→ **Apply what you read**:
[a] Answer these questions from the announcement about Dr. Hawa Abdi:
(i) At what time is the Chubb Lecture given?
(ii) In which city did Abdi study medicine?
(iii) How many beds does the hospital in Hawa Abdi Village have?
[b] Please copy the announcement about Dr. Hawa Abdi word for word, from "Noted humanitarian Dr." to "to the public.".
[c] Extend the announcement about Dr. Hawa Abdi, starting after its final sentence.
:: Source extract ::
Noted humanitarian Dr. Hawa Abdi Diblaawe will visit the campus on Tuesday, April 18 under the auspices of the Chubb Fellowship. She will be joined by her daughter, Dr. Deqo Mohamed, who was a fall 2016 Yale Greenberg World Fellow.
Abdi and Mohamed will give the Chubb Lecture at 4:30 p.m. in the auditorium of Sheffield-Sterling-Strathcona Hall, 1 Prospect St. The talk is free and open to the public.
Born in Mogadishu, Somalia, Abdi studied medicine in Kiev in the former Soviet Union. She became a doctor and one of her country’s first gynecologists. Following the start of the outbreak of civil war in Somalia in 1991, Abdi ministered to many coming to the clinic seeking medical aid, food, clean water, and shelter. With the assistance of her two daughters, Dr. Deqo Mohamed and Dr. Amina Mohamed, Abdi opened up her family’s land to house displaced persons, the majority being women, children, and the elderly. Renamed Hawa Abdi Village, the site is now home to over 90,000 people who have access to a 400-bed hospital providing vaccinations and pediatric and maternal care. The village is also home to the Waqaf-Dhiblawe Primary School run by Deqo Mohamed that aims to maintain an even gender ratio, ensuring schooling for young girls. The village has also pioneered sustainable agriculture solutions to confront the country’s water and food security crisis.
:::
:: Material supplied ::
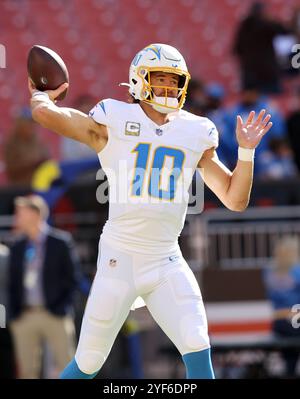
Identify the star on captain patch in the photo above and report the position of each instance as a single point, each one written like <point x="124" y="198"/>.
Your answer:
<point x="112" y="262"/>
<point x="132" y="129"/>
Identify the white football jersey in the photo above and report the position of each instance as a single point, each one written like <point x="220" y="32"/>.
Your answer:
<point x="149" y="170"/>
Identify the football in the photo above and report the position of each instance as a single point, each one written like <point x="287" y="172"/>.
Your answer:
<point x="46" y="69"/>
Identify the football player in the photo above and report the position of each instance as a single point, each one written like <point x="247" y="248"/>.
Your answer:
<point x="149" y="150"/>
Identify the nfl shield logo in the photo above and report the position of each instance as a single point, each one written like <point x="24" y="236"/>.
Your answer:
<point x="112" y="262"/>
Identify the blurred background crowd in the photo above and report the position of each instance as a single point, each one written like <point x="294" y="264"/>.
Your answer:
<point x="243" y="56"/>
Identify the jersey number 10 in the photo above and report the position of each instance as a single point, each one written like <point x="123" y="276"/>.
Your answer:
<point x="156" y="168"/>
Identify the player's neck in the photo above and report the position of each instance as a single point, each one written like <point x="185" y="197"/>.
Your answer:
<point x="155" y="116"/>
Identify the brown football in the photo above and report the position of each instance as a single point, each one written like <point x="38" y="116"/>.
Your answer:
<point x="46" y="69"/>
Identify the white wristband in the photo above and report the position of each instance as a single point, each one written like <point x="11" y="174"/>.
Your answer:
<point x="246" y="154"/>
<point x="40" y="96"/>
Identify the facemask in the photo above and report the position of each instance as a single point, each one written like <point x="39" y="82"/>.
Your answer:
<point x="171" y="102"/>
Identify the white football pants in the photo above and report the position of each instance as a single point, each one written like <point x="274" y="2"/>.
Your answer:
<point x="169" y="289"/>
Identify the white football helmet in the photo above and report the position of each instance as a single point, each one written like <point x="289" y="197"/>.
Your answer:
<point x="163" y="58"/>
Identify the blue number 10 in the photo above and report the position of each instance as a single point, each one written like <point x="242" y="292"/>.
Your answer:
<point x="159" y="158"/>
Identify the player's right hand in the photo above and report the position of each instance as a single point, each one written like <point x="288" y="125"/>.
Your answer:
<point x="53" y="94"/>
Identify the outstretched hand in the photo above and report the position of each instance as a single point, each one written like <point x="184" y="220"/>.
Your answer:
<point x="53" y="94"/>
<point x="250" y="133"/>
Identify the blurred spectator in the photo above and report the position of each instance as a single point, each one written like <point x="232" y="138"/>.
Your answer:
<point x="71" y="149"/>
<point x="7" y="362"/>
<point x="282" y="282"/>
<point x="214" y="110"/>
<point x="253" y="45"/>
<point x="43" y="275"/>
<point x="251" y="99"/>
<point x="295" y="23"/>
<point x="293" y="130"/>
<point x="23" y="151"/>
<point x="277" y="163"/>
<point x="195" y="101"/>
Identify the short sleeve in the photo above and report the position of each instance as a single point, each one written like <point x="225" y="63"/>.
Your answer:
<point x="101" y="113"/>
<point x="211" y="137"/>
:::
:: Material supplied ::
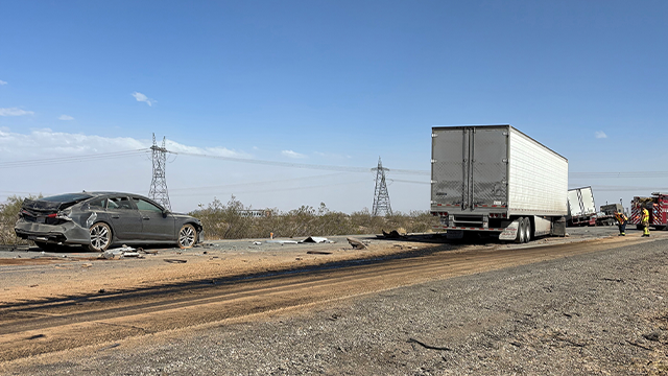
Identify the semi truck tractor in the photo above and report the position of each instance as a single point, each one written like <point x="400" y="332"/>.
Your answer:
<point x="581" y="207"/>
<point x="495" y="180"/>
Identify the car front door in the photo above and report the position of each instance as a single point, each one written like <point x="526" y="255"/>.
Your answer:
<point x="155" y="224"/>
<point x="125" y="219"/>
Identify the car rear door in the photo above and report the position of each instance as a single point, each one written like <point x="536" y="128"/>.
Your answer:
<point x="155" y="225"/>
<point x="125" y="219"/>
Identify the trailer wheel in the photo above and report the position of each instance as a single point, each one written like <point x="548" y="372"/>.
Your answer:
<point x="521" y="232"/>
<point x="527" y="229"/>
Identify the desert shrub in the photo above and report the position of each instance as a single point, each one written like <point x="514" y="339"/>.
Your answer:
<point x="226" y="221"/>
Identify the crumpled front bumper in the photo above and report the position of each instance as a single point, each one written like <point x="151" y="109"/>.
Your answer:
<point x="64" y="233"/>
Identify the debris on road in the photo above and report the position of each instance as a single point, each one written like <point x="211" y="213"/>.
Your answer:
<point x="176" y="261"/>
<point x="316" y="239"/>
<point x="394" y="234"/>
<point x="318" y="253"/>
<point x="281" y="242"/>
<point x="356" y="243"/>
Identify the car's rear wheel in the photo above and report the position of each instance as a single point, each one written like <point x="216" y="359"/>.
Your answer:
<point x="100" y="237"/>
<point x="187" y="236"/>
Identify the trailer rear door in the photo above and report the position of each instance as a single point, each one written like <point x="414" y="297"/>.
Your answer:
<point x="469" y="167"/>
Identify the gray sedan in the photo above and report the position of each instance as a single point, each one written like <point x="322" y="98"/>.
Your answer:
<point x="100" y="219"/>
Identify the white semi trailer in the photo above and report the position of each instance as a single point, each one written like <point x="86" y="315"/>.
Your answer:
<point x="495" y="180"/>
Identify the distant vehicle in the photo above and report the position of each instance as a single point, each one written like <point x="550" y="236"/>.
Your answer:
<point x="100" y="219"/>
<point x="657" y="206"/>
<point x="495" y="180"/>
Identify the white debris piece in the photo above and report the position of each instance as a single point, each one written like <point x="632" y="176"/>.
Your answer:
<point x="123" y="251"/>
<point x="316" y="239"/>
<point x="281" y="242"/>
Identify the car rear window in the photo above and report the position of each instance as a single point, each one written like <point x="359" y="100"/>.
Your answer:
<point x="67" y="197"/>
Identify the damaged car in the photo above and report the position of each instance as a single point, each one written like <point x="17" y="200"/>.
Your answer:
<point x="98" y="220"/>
:::
→ **Answers per task**:
[a]
(i) 4:30 p.m.
(ii) Kiev
(iii) 400

[b]
Noted humanitarian Dr. Hawa Abdi Diblaawe will visit the campus on Tuesday, April 18 under the auspices of the Chubb Fellowship. She will be joined by her daughter, Dr. Deqo Mohamed, who was a fall 2016 Yale Greenberg World Fellow.
Abdi and Mohamed will give the Chubb Lecture at 4:30 p.m. in the auditorium of Sheffield-Sterling-Strathcona Hall, 1 Prospect St. The talk is free and open to the public.

[c]
A 2012 Nobel Prize nominee, Abdi has been recognized in the United States and internationally for her humanitarian work. In 2014, she was honored with the Franklin D. Roosevelt Four Freedoms from Want Award. In 2010, Glamour placed Abdi and her daughters on the year’s list of “Women of the Year.” In 2013, Abdi published her autobiography, titled “Keeping Hope Alive,” which received critical acclaim.
The Chubb Fellowship was founded with a gift from Yale alumnus Hendon Chubb, and since 1949 has been one of Yale’s most prestigious honors conferred on visiting speakers. The head of college of Timothy Dwight College, currently Mary Lui, administers the fellowship, which is devoted to encouraging interest in public service. Chubb Fellows spend their time at Yale in close, informal contact with students and make an appearance open to the public. Former Chubb Fellows include Presidents George H.W. Bush, Ronald Reagan, Jimmy Carter, and Harry Truman; authors Wendell Berry and Toni Morrison; actors Morgan Freeman and Shah Rukh Khan; world leaders Aung San Suu Kyi and Ellen Johnson Sirleaf; journalist Nicholas Kristoff; musician Paul Simon; and many other nationally and internationally prominent citizens and leaders.